Migrant Justice Newsletter And Urgent Actions - September 2022
As Fiscal Year 2022 is almost over, we are hearing numbers of 750 or more migrant deaths over the past twelve months. While, tragically, it does still happen that migrants die while being chased by Border Patrol agents or shot when attempting to cross the border, the majority of these deaths are a result of the so-called “prevention through deterrence” strategy that forces people to take on more dangerous routes when traveling up to the southern U.S. border to seek safety. And if they do make it through to the U.S., they are often expelled immediately or put into deportation proceedings, waiting for their hearing in Mexican emergency shelters or U.S. detention centers.
Here is an overview of recent updates on U.S. immigration and what has been happening at the border!
In this newsletter, please read about
- Immigration Court in Cleveland, OH: Venezuelans Rank #1 in Deportation Proceedings Filed
- The Borderlands Are Not Made for Crossing: Remembering Those Who Have Died on Their Journey
- Title 42: Expelling Migrants in the Name of Health Measures: Expulsion Flights Show No Signs of Stopping
- At The Border: Recent Incidents at and around the US-Mexico Border
-Ohio Airline Supplied Flights for DeSantis’ Flight of 50 Migrants to Martha’s Vineyard
After reading the articles, please take a few moments to advocate for migrant justice with our TAKE ACTION items (listed at the bottom of this newsletter).
1- Tell Ohio airline to stop shipping migrants to other destinations
2- Title 42: urge Congress to NOT block the end of Title 42
3- Stop Funding ICE
Immigration Court in Cleveland, OH: Venezuelans Rank #1 in Deportation Proceedings Filed
Ohio ranks #19 nationally in the number of deportation proceedings filed. Ohio ranks #9 nationally in ordering deporations.
The immigration court in Cleveland (actually called the Executive Office for Immigration Review, or EOIR) is the only immigration court in the whole state of Ohio. In Fiscal Year 2021 (October 2020 through September 2021), the US government filed about 3,100 cases for removal of immigrants in the Cleveland EOIR. Now, in Fiscal Year 2022 (since October 2021) there have already been 11,202 cases filed. This is consistent with the numbers of cases rising nationally. Currently, Ohio ranks #19 nationally in the number of deportation proceedings filed. But when it comes to the number of people ordered deported, Ohio ranks #9 nationwide; there are only 8 states in the country that have ordered more deportations this fiscal year than Ohio. These are the recent numbers from TRAC (Transactional Records Access Clearinghouse, based at Syracuse University).

## Material
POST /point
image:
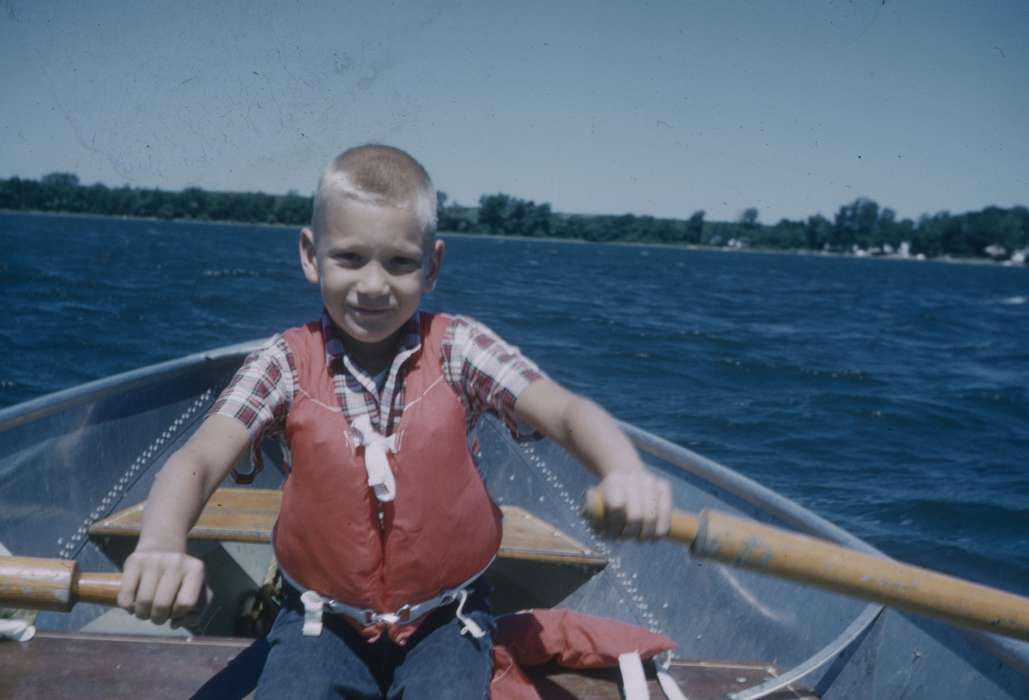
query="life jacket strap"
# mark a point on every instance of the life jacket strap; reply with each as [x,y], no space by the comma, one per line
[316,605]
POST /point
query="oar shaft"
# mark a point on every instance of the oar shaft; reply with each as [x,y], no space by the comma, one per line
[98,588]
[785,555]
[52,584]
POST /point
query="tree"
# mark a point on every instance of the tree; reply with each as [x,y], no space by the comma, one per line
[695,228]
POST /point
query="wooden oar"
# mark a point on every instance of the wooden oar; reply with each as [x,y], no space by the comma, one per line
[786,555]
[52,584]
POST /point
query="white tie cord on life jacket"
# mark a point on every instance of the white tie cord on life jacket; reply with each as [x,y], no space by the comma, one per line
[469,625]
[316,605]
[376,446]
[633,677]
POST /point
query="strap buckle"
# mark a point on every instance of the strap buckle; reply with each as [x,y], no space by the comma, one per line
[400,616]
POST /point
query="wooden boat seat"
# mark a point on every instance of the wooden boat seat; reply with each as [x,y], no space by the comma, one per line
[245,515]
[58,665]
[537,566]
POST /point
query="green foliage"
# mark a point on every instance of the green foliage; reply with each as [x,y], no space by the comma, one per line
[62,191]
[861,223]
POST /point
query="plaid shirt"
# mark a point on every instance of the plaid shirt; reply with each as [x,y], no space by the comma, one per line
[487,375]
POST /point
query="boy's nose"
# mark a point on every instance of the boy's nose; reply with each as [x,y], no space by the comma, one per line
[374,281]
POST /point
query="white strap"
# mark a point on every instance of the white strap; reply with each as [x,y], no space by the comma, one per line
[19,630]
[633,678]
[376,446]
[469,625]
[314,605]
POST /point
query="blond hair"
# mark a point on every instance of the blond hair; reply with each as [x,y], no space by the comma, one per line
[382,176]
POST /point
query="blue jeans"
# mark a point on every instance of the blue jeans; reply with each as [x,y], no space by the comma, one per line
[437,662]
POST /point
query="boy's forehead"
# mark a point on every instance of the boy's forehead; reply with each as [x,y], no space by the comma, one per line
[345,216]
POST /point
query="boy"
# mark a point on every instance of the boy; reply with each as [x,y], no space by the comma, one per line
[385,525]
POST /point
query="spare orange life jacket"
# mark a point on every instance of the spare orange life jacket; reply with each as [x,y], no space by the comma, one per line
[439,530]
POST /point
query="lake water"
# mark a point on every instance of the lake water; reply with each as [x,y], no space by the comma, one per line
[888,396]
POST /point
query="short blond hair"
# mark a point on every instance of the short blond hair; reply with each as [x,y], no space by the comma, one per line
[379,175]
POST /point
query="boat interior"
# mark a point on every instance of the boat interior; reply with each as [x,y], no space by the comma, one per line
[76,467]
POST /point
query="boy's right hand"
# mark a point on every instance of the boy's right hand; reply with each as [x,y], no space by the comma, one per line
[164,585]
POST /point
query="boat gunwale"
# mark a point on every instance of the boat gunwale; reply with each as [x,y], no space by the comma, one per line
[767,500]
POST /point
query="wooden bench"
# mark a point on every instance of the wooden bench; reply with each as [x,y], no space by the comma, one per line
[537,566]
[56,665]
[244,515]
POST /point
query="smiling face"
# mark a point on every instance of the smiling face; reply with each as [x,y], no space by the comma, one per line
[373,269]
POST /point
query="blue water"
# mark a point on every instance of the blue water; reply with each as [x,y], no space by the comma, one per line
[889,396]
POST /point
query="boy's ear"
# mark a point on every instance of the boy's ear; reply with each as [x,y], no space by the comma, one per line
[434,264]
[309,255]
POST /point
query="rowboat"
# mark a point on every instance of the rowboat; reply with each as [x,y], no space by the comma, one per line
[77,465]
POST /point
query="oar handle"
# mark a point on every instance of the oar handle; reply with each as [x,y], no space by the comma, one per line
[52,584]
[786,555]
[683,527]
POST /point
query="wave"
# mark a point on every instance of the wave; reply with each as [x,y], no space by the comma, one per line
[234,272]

--

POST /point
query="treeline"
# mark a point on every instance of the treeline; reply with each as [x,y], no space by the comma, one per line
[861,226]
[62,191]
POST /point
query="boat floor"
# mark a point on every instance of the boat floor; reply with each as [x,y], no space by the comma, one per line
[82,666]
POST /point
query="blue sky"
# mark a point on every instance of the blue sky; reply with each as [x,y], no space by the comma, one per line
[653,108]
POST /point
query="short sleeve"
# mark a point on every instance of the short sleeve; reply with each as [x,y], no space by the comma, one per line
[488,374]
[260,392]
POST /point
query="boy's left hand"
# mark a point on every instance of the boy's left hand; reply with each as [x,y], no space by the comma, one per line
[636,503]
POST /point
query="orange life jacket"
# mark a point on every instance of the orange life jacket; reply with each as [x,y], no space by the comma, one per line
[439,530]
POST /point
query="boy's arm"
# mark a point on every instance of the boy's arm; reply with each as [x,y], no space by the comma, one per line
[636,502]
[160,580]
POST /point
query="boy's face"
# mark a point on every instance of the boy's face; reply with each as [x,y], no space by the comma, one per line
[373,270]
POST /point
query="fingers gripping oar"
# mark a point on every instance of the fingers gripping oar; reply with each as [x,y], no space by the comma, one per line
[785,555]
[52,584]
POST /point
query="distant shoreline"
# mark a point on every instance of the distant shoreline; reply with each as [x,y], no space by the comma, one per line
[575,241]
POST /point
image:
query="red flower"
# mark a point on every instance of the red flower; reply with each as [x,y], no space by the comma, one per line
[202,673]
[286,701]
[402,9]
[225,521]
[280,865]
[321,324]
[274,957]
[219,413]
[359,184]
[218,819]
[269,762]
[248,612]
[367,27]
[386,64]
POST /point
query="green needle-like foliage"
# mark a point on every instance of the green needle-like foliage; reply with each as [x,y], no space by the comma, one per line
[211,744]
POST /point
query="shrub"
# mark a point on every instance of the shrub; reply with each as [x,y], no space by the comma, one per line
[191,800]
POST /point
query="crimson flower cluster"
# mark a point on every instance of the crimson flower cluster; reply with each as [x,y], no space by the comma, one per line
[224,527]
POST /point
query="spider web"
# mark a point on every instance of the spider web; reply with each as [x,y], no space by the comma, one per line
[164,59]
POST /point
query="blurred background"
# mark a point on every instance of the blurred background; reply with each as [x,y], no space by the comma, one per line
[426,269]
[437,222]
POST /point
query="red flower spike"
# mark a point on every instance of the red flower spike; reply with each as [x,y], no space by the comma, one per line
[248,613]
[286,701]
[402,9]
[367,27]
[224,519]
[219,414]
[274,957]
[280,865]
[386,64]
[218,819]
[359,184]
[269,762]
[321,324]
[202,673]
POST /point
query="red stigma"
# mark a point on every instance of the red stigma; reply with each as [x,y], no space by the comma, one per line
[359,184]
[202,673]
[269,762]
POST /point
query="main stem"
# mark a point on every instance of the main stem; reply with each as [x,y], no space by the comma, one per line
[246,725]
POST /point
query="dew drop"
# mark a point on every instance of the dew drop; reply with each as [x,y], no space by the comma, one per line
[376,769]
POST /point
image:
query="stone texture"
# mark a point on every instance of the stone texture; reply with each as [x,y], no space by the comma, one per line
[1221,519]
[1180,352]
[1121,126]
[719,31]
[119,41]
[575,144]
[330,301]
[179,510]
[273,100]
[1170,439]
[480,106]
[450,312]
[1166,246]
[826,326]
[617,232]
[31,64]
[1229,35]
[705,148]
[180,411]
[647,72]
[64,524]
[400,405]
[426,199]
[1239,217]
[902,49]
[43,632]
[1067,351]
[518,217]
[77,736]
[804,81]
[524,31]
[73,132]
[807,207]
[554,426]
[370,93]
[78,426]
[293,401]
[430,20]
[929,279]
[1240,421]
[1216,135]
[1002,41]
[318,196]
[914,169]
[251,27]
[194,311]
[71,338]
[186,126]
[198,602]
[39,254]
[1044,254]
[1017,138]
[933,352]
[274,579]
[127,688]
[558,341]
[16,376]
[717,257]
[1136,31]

## Exercise aim
Could you transcribe the migrant justice newsletter above from "Migrant Justice Newsletter" up to and including "U.S. detention centers."?

## Exercise response
Migrant Justice Newsletter And Urgent Actions - September 2022
As Fiscal Year 2022 is almost over, we are hearing numbers of 750 or more migrant deaths over the past twelve months. While, tragically, it does still happen that migrants die while being chased by Border Patrol agents or shot when attempting to cross the border, the majority of these deaths are a result of the so-called “prevention through deterrence” strategy that forces people to take on more dangerous routes when traveling up to the southern U.S. border to seek safety. And if they do make it through to the U.S., they are often expelled immediately or put into deportation proceedings, waiting for their hearing in Mexican emergency shelters or U.S. detention centers.